:: Task prompt ::
Check every line below for the word "Target" and copy the ones that have it.

:: Information given ::
------------------------------------------------------------------------
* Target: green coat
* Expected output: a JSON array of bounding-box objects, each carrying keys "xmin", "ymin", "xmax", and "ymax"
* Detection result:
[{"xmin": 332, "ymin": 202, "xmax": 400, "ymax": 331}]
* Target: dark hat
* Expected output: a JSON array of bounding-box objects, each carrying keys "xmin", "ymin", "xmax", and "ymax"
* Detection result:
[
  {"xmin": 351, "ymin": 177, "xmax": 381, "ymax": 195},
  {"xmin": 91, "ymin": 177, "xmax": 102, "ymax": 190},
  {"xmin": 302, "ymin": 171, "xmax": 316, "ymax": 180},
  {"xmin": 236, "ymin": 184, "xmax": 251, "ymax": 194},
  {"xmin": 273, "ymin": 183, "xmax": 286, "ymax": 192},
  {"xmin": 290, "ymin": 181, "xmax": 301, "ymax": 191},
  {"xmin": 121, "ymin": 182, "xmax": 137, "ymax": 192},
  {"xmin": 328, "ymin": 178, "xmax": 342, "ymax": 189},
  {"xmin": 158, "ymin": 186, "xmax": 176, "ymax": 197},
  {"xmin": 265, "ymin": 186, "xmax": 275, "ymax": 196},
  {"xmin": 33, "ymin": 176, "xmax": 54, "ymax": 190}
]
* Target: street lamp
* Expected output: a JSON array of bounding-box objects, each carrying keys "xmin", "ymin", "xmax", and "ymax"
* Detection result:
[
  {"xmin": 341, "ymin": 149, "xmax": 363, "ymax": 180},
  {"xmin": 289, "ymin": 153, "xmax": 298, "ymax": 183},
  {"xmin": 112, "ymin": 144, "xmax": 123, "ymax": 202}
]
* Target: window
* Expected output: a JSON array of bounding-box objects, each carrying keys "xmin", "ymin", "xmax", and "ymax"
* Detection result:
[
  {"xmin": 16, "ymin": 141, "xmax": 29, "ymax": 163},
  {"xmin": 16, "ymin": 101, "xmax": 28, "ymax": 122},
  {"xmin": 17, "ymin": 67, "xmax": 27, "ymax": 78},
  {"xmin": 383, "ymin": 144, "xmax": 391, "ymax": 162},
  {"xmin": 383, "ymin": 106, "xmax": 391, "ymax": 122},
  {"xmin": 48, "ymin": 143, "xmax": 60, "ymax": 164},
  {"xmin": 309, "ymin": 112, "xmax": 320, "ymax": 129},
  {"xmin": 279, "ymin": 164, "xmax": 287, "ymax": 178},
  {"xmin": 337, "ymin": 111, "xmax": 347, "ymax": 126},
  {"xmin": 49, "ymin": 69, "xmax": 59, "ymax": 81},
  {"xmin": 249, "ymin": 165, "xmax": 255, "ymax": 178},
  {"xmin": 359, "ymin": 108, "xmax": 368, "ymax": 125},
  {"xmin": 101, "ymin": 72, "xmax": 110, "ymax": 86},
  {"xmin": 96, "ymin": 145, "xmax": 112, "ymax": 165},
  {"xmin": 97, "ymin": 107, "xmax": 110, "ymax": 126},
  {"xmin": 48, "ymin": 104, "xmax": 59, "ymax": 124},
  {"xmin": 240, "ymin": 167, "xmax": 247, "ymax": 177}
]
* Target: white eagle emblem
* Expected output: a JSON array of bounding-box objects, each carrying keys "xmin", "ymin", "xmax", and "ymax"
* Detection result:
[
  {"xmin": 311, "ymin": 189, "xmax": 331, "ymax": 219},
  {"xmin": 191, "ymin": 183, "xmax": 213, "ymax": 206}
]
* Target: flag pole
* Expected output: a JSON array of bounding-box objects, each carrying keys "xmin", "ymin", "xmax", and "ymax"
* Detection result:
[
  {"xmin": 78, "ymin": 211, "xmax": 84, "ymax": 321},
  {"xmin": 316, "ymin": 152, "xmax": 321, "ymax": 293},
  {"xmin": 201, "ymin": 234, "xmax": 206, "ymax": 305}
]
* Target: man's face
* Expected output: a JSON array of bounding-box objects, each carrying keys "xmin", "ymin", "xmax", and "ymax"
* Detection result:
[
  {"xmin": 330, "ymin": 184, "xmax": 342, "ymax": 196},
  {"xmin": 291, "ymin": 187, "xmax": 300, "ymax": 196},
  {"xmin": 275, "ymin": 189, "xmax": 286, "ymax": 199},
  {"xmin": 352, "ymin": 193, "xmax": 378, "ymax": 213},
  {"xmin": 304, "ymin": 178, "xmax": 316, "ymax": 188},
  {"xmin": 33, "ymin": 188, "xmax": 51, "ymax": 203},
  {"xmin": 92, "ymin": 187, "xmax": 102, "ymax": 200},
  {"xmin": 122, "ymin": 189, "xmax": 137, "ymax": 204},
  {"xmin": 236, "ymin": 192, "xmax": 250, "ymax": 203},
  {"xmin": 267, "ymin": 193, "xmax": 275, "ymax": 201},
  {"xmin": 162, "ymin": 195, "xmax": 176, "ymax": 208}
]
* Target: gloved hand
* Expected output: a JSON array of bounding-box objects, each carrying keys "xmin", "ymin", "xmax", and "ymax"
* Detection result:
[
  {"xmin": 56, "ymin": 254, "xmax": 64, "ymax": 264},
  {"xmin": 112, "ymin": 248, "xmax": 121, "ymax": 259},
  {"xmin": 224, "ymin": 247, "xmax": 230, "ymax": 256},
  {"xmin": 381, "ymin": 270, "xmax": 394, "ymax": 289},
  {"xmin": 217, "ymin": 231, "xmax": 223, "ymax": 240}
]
------------------------------------------------------------------------
:: Solution ::
* Target: green coat
* Target: dark hat
* Target: street lamp
* Target: window
* Target: white eagle emblem
* Target: flag pole
* Target: man's face
* Target: gloved hand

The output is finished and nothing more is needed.